* **EXTRACT TO READ**:
+---+

Watching it for perhaps the sixth time, though, what struck me even more forcefully is the film's lack of bias: we spend as much time with the ants - courtesy of some astonishing, how-the-hell-did-they-do-that? miniature shots and model work - as we do with the humans, watching their plans, their organization, all the minutiae of their minute existence.  Some critics have suggested that a problem with the film is that we're never quite convinced of the ant threat, (they are, after all, just plain old normal-sized ants), but returning to it I can't help thinking that that's entirely deliberate.  Phase IV is not an invasion movie.  It's something closer to a faux-documentary, an aliens-eye view of a conflict in which humanity is but one side and - as personified by Nigel Davenport's fun portrayal of unbounded scientific hubris - not necessarily the one we should be rooting for.

In fact all of the film's immediate flaws - a wide-eyed performance from Lynne Frederick, the methodical pace, the fact that much of the filming was clearly sound stage-bound - become virtues by the end, when we come to appreciate just what it is we've been watching, and that it was never merely a tale of heroic scientists battling eeeeevil super-intelligent bugs.  And the rest of its virtues are plain to see from the beginning: the unique, unsettling score, mixing guitar and electronica in a way that still feels current, the superlative insect photography, Bass's gloriously stylized direction and design aesthetic, and Mayo Simon's sparse script, which gives us exactly the information we need and not one word more.

+---+

* **INFORMATION SHOWN**:
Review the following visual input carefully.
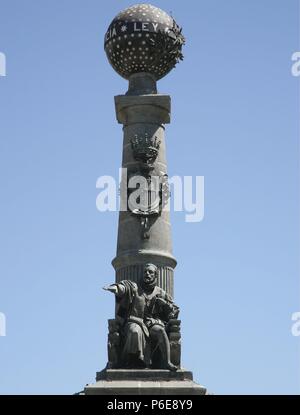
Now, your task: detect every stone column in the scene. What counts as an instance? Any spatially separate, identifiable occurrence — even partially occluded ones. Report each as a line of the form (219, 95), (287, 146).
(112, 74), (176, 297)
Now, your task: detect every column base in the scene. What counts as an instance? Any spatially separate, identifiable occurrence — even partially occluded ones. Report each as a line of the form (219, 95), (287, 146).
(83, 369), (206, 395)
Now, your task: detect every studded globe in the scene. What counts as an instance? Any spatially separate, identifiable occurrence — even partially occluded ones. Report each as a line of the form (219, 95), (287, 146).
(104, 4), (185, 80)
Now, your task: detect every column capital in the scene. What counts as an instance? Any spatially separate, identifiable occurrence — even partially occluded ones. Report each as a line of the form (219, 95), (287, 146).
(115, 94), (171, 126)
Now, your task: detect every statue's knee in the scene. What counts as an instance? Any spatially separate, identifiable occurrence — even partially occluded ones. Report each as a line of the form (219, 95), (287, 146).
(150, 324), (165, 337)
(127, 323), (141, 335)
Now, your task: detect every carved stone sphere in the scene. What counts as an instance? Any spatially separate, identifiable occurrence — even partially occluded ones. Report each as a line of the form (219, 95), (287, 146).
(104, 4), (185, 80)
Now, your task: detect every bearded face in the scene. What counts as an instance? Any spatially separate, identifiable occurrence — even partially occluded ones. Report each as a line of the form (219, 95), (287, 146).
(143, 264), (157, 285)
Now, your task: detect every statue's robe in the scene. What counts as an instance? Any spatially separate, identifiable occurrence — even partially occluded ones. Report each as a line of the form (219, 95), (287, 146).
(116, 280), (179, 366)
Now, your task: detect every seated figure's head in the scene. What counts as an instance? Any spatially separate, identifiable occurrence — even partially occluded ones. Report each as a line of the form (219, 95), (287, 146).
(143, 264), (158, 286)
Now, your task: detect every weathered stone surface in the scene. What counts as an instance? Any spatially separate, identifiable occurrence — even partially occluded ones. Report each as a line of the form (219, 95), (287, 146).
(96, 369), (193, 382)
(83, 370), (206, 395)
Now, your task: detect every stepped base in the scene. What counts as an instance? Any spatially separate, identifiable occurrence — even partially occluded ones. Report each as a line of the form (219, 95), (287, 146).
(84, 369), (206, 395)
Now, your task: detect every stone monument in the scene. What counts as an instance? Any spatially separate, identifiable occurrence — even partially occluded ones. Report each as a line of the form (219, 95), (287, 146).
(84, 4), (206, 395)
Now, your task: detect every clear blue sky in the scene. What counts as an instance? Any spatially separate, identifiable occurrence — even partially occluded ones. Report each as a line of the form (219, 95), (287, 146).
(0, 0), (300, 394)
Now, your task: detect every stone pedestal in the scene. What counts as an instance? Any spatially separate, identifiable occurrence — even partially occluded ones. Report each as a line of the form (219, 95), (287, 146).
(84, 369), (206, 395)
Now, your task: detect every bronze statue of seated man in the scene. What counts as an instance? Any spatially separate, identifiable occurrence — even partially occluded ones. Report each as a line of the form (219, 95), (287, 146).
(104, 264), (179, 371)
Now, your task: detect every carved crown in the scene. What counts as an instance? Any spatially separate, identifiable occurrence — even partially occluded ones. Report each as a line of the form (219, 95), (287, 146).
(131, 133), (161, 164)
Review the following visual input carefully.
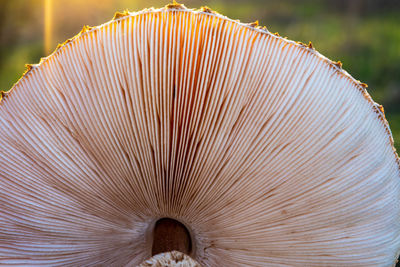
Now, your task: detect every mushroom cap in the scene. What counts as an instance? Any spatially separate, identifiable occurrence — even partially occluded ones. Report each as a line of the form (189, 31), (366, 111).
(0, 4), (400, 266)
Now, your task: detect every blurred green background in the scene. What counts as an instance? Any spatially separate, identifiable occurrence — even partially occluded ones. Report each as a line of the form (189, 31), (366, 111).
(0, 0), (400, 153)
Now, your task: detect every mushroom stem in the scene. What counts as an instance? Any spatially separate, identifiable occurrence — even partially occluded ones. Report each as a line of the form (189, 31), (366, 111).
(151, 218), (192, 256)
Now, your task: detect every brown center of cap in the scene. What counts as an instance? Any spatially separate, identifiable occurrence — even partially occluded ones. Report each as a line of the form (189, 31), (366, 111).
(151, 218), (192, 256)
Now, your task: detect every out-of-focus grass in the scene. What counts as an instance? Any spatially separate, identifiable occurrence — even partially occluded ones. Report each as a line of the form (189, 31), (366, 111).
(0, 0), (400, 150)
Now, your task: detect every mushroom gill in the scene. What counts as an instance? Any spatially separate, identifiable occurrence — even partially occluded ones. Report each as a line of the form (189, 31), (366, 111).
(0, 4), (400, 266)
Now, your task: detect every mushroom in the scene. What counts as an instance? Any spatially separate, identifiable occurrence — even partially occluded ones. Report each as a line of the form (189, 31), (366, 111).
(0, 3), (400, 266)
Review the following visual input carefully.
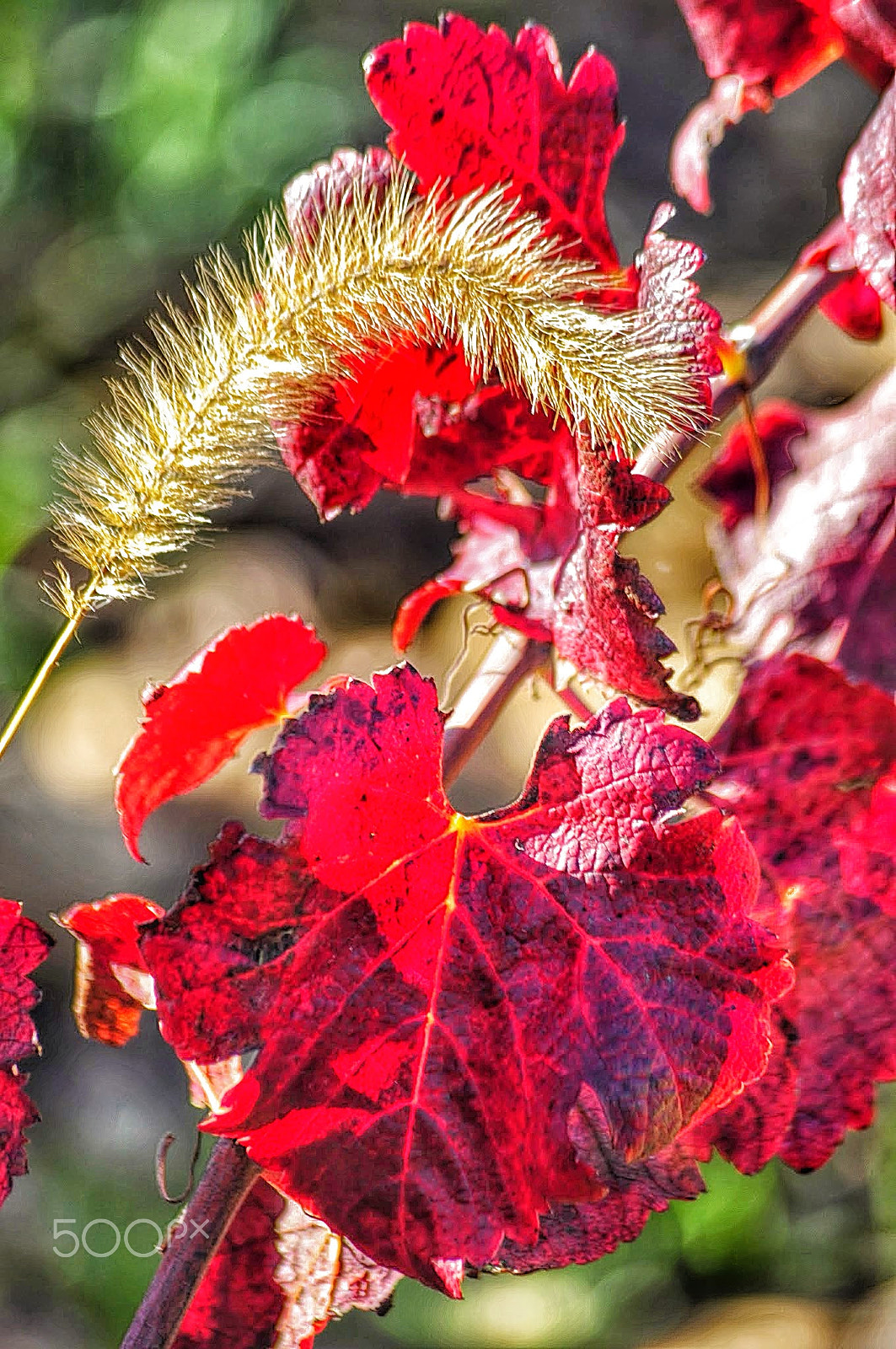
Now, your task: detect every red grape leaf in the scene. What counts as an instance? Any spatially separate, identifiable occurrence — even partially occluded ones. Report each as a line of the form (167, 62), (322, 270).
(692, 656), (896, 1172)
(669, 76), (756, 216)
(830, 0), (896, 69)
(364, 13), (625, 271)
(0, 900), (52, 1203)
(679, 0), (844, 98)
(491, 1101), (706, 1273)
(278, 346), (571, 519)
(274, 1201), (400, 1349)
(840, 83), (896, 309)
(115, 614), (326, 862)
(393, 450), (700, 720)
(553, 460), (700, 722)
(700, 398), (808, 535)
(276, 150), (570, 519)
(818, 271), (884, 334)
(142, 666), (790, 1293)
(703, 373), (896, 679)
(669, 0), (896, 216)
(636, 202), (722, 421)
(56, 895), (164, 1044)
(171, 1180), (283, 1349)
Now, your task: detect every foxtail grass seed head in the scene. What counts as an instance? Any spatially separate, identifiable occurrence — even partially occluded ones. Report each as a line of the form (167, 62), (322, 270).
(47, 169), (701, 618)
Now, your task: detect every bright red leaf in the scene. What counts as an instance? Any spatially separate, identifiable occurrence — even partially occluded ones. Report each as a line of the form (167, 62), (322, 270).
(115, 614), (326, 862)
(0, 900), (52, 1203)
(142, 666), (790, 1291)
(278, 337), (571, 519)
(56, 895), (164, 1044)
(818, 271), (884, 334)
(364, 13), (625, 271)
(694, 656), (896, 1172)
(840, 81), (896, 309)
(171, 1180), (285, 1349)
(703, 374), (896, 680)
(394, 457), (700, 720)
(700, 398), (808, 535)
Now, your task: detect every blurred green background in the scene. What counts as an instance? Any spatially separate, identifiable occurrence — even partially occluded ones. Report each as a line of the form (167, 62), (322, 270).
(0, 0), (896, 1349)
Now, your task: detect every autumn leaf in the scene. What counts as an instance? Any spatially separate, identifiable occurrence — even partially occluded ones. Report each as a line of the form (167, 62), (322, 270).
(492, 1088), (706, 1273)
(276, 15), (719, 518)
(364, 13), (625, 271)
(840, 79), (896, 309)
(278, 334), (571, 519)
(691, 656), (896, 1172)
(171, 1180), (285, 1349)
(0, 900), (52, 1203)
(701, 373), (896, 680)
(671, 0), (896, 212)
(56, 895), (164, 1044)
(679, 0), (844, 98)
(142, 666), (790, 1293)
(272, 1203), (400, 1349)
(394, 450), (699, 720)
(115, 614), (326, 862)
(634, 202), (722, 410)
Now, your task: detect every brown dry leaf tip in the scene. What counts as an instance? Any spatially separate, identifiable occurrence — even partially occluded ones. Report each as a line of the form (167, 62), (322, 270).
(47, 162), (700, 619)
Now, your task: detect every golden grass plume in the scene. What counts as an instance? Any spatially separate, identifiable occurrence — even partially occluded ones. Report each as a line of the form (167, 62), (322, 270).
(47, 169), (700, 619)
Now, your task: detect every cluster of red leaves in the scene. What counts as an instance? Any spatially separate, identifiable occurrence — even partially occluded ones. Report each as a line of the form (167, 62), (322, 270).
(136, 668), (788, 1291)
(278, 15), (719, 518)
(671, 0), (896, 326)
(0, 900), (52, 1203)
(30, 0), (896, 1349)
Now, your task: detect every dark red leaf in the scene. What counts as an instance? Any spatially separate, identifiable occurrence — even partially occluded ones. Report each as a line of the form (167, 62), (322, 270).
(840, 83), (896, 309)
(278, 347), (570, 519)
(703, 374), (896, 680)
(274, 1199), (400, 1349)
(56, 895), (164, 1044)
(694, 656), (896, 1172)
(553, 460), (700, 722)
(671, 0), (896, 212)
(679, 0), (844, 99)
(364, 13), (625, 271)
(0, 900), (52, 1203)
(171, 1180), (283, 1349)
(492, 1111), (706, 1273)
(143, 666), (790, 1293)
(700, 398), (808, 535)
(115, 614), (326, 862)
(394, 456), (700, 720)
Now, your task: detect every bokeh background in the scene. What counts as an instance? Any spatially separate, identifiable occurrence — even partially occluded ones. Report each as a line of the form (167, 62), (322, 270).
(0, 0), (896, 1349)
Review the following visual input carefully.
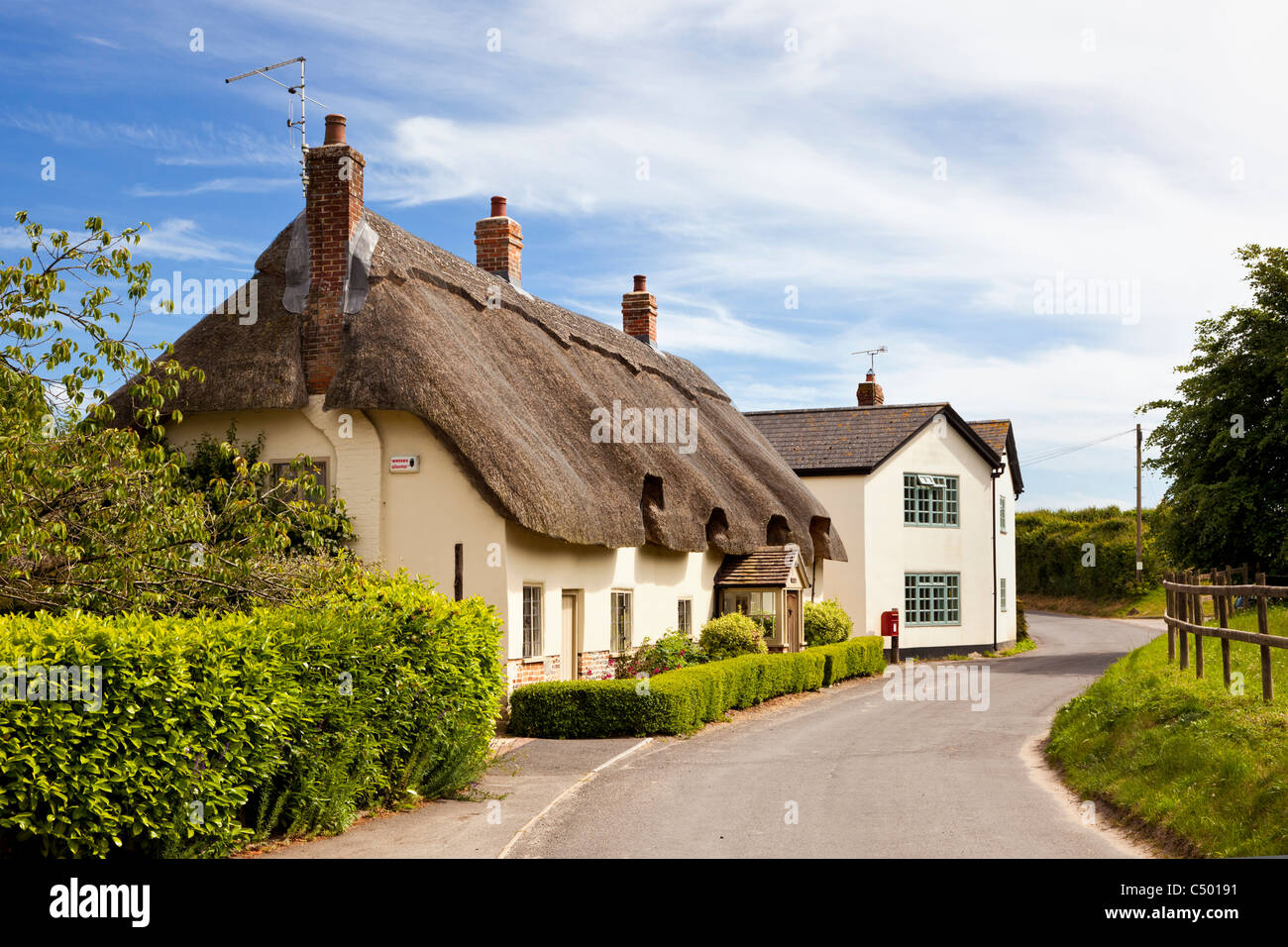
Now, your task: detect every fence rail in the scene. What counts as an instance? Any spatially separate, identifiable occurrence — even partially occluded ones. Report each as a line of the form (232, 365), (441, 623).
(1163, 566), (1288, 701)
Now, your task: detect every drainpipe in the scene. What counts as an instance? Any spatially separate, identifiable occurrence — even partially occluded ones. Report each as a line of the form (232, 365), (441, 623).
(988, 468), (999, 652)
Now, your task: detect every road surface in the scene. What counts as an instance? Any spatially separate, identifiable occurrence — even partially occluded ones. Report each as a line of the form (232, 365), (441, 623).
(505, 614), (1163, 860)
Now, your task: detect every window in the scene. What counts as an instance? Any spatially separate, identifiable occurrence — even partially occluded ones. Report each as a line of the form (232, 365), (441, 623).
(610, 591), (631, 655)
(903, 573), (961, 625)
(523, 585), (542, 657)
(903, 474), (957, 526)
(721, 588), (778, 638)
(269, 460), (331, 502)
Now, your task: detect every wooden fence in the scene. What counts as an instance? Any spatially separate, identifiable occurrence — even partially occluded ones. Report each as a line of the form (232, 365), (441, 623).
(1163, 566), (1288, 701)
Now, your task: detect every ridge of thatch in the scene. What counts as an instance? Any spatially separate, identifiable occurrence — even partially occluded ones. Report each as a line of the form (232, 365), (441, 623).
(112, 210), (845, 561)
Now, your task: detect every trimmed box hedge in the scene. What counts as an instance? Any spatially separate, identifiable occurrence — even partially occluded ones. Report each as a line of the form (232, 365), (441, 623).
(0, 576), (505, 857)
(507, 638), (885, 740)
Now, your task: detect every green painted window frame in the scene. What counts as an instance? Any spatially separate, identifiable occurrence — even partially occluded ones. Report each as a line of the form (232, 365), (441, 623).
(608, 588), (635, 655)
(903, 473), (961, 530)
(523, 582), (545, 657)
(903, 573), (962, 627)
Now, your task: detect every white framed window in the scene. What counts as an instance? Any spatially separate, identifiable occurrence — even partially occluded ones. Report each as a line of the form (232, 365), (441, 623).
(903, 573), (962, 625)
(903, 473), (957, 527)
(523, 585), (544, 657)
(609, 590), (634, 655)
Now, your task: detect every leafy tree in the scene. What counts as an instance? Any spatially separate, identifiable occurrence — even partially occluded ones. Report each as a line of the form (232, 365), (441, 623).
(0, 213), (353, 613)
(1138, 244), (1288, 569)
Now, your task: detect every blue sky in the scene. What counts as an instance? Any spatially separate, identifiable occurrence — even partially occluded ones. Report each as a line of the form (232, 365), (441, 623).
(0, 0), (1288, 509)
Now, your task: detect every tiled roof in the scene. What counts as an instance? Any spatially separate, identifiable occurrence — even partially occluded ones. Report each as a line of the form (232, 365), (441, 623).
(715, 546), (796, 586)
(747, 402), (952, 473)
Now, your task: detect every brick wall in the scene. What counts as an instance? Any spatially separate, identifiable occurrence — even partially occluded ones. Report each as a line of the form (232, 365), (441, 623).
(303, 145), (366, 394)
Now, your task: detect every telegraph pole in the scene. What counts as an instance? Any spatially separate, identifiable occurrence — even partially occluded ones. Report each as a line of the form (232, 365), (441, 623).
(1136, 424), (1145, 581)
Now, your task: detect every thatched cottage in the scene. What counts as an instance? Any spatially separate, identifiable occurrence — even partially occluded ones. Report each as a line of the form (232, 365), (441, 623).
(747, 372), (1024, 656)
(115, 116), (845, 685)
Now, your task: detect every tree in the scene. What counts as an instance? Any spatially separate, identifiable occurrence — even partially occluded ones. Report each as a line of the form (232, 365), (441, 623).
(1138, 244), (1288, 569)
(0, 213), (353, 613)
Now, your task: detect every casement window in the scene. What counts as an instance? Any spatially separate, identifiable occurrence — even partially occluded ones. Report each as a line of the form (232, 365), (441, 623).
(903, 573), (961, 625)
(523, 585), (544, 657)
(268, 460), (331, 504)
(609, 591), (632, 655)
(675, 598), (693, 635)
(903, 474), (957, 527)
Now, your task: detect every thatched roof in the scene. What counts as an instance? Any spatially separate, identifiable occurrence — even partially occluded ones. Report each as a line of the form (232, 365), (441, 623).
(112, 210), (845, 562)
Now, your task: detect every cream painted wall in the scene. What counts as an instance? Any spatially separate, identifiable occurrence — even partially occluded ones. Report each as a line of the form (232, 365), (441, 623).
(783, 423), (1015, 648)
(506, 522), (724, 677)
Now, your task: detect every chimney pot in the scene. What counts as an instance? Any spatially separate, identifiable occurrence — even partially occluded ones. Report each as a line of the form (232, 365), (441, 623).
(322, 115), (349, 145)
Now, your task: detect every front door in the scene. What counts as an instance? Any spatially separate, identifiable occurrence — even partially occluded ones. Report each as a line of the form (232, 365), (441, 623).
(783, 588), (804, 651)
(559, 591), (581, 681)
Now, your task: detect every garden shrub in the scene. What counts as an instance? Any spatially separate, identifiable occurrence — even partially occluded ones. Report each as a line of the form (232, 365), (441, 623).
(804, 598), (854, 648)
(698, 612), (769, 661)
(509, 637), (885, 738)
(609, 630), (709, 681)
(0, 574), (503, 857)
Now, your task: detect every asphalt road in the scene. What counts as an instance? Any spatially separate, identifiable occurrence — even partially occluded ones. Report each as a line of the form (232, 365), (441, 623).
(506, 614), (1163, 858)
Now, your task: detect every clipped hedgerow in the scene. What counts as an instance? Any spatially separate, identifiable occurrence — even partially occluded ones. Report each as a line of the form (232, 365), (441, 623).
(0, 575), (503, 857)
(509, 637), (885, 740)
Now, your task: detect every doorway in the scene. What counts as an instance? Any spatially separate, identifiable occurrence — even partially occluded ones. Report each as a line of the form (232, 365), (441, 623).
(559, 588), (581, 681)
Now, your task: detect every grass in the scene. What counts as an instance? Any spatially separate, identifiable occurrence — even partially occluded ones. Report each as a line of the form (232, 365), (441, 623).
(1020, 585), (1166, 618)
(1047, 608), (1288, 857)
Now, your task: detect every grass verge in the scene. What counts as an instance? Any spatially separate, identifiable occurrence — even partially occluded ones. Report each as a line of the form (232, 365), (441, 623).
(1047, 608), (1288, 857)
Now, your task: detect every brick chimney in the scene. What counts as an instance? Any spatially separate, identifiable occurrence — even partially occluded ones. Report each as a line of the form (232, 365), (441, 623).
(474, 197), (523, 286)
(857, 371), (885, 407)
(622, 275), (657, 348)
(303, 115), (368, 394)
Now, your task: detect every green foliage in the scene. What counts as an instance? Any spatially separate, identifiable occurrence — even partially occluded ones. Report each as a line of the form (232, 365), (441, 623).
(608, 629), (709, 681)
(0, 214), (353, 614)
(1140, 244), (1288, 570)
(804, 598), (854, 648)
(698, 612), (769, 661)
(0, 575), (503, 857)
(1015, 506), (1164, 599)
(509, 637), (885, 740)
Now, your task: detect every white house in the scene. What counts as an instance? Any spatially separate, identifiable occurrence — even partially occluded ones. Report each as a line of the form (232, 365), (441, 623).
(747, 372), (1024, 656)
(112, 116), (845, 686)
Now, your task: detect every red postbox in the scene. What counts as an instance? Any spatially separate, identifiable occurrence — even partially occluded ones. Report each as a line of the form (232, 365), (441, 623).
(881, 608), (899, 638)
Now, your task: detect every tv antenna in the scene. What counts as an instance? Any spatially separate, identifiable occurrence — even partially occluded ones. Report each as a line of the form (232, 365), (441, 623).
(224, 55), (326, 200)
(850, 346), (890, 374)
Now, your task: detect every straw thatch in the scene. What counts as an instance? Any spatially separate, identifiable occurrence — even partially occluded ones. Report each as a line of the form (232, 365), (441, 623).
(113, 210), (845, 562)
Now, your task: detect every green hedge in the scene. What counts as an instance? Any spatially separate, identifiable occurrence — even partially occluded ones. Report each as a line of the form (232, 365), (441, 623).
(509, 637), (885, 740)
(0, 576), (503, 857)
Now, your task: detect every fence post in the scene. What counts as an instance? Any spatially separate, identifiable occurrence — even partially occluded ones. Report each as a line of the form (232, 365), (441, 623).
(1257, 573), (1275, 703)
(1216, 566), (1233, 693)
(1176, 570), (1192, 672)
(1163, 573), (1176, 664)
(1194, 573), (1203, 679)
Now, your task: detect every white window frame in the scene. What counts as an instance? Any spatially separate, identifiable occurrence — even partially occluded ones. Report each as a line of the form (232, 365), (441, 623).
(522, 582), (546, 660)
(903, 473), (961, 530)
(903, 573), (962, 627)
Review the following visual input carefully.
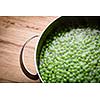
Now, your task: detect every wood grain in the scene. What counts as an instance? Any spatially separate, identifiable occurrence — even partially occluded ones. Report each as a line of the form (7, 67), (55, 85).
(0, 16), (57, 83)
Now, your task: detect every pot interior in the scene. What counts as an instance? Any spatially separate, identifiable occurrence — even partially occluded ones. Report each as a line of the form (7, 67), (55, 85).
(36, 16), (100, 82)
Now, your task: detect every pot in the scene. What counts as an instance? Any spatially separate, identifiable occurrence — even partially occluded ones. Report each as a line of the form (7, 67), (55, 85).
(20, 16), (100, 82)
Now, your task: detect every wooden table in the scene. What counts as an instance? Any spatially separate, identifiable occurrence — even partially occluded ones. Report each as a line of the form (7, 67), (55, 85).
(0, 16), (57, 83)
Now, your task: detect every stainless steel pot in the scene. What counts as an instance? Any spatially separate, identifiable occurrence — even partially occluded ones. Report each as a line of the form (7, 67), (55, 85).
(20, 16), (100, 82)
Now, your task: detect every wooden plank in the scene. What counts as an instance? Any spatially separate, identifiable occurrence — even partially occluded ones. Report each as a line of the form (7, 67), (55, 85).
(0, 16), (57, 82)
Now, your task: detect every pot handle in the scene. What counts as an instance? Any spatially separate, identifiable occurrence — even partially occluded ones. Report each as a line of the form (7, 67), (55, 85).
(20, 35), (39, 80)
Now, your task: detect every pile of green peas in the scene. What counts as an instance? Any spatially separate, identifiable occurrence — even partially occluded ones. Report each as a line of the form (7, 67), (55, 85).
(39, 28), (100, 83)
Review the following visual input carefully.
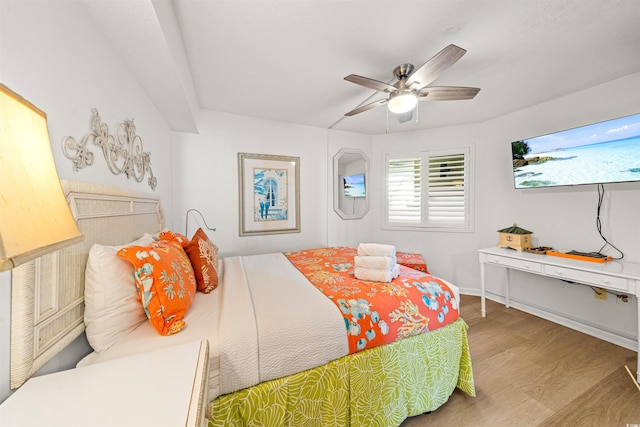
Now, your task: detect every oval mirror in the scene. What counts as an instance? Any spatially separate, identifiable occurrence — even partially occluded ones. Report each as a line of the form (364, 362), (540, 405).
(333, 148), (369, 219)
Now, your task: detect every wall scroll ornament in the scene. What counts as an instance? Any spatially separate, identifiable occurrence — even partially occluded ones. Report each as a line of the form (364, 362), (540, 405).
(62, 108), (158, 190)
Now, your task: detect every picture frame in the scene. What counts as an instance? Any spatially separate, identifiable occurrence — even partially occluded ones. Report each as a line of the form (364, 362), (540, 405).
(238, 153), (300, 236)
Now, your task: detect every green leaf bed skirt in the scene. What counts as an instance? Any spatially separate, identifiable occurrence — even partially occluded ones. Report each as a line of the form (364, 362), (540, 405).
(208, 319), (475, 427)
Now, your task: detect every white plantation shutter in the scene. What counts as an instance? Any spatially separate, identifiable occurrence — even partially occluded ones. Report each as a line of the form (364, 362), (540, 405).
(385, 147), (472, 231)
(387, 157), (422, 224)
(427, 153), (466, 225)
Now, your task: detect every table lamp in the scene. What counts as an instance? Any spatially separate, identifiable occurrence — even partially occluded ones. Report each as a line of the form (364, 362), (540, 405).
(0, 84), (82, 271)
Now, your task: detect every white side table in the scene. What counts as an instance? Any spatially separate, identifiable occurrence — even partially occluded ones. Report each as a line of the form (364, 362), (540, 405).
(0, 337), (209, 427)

+---+

* **PROMPT A**: Return the stretch of the film review from "In fact all" through "one word more.".
* **PROMPT B**: According to the film review, which actor personifies unbounded scientific hubris?
The material has no connection to the film review.

* **FULL RESPONSE A**:
In fact all of the film's immediate flaws - a wide-eyed performance from Lynne Frederick, the methodical pace, the fact that much of the filming was clearly sound stage-bound - become virtues by the end, when we come to appreciate just what it is we've been watching, and that it was never merely a tale of heroic scientists battling eeeeevil super-intelligent bugs.  And the rest of its virtues are plain to see from the beginning: the unique, unsettling score, mixing guitar and electronica in a way that still feels current, the superlative insect photography, Bass's gloriously stylized direction and design aesthetic, and Mayo Simon's sparse script, which gives us exactly the information we need and not one word more.

* **FULL RESPONSE B**: Nigel Davenport